* Start *
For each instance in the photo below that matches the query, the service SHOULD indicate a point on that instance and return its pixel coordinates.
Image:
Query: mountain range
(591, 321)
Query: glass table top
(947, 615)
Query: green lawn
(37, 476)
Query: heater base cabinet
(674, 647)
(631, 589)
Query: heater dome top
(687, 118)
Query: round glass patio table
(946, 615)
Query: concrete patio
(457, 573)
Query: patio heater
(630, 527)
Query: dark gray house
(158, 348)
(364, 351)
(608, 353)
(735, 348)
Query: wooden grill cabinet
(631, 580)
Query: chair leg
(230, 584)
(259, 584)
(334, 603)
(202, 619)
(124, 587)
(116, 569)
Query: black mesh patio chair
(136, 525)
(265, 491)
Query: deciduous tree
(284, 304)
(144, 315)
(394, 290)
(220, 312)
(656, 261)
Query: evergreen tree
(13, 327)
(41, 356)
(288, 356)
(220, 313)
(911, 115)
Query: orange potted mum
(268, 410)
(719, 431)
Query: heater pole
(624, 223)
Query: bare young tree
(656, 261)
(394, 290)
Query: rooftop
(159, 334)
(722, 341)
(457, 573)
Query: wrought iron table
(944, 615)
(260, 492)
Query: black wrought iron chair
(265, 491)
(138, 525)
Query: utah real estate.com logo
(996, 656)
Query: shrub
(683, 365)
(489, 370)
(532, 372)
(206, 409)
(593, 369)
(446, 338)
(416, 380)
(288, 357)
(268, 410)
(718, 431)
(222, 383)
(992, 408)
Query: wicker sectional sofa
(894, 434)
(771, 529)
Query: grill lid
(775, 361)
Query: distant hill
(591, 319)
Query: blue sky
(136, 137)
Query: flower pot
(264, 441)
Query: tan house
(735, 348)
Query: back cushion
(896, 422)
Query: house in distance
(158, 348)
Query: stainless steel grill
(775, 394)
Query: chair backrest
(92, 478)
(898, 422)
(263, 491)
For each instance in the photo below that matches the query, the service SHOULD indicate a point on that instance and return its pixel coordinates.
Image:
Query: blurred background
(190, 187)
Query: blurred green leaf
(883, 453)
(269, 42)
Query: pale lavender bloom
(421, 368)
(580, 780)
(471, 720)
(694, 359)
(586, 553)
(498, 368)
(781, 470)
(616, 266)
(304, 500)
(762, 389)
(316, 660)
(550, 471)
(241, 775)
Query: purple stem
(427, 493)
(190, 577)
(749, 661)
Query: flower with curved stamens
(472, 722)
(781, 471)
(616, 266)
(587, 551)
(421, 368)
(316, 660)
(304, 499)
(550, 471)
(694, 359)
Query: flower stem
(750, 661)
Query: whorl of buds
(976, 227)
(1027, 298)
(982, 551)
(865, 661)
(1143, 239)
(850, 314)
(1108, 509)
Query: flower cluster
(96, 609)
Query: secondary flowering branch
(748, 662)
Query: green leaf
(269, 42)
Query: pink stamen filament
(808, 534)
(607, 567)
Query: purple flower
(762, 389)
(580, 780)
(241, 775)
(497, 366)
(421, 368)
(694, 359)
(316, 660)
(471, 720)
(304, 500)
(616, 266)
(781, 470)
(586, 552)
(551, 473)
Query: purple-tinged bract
* End *
→ **To be done**
Retype the lines exactly, starting at the line with "Query: flower stem" and continuing through the final line of the records.

→ **Worked answer**
Query: flower stem
(750, 661)
Query: whorl of buds
(976, 227)
(1027, 298)
(982, 551)
(865, 661)
(1143, 239)
(850, 314)
(1108, 509)
Query: flower cluster
(96, 609)
Query: secondary flowering branch
(748, 662)
Query: green leaf
(269, 42)
Query: pink stamen filament
(808, 534)
(607, 567)
Query: purple flower
(762, 389)
(580, 780)
(241, 775)
(497, 366)
(421, 368)
(694, 359)
(316, 660)
(471, 720)
(304, 500)
(616, 266)
(781, 470)
(586, 552)
(551, 473)
Query: purple-tinged bract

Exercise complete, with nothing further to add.